What is needed: Repeat word for word the part of the passage below about the Cardi-Bot robot, starting at "The same could" and ending after "are as well.".

At the time, it was easy to imagine some enterprising adult entertainment establishment employing the robot as a marketing ploy. Such a plan relies on nothing more than getting people through the door to watch a show – and the drink minimum and constant sales pitches tend to do the rest.

The “sex cam” scene, on the other hand, wouldn’t seem to lend itself to the novelty quite as well. Part of the allure of webcam models is the live connection – users and models chat with one another during performances. Many models have dedicated followings who make up a community of people who are equal parts fan and client.

The same could be said for stage performers, but there’s a certain level of privacy and intimacy that people engaging with web models have. Clients are usually in the comfort of their own home and performers often are as well.

Cardi-Bot’s clients on CamSoda also have some form of interactivity, they can currently chat with the robot and request certain actions through the site’s interface. But any emotional connection is entirely one-sided.

Supplied information:
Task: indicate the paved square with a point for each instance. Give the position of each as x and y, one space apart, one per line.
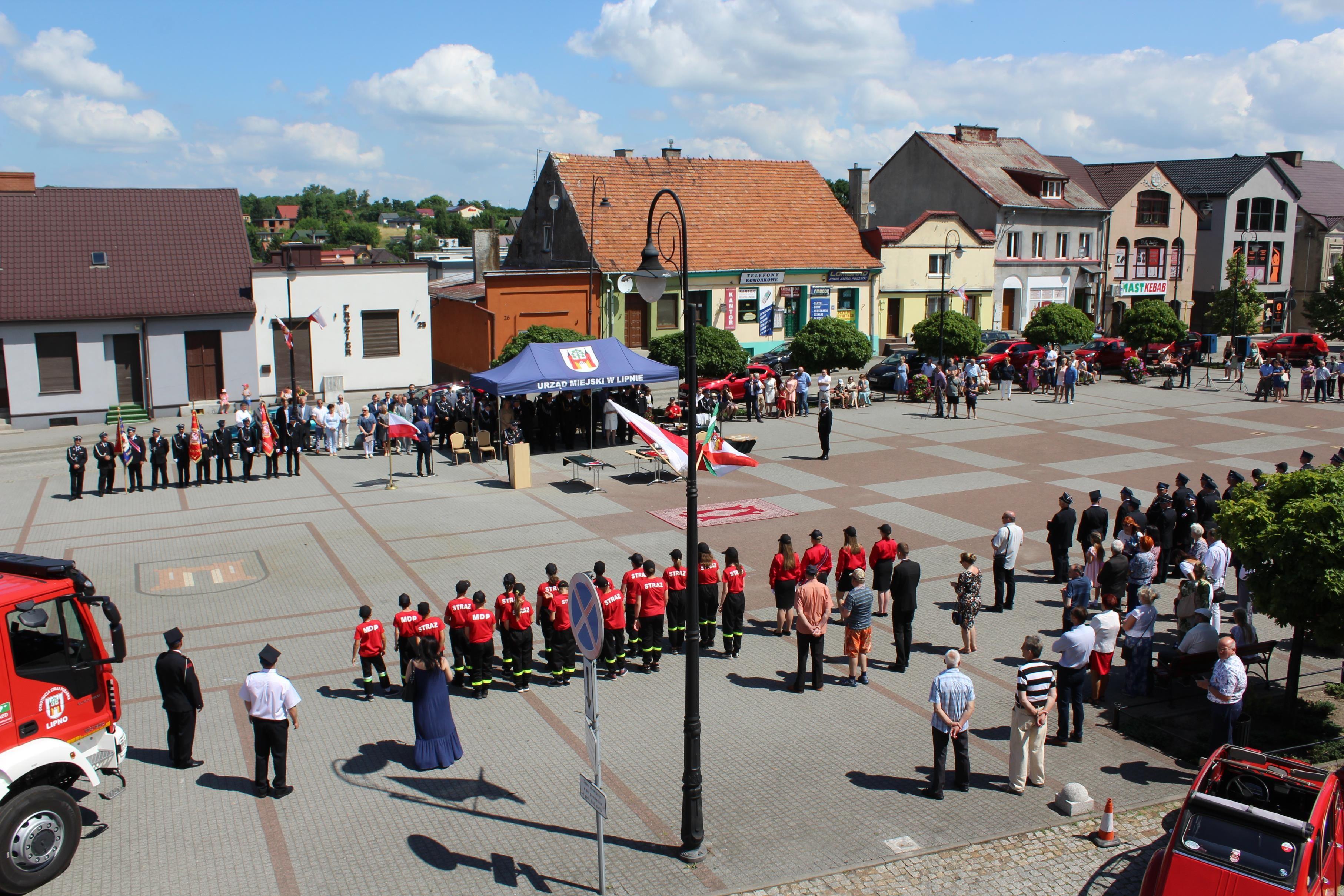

Solved exercise:
The same could be said for stage performers, but there’s a certain level of privacy and intimacy that people engaging with web models have. Clients are usually in the comfort of their own home and performers often are as well.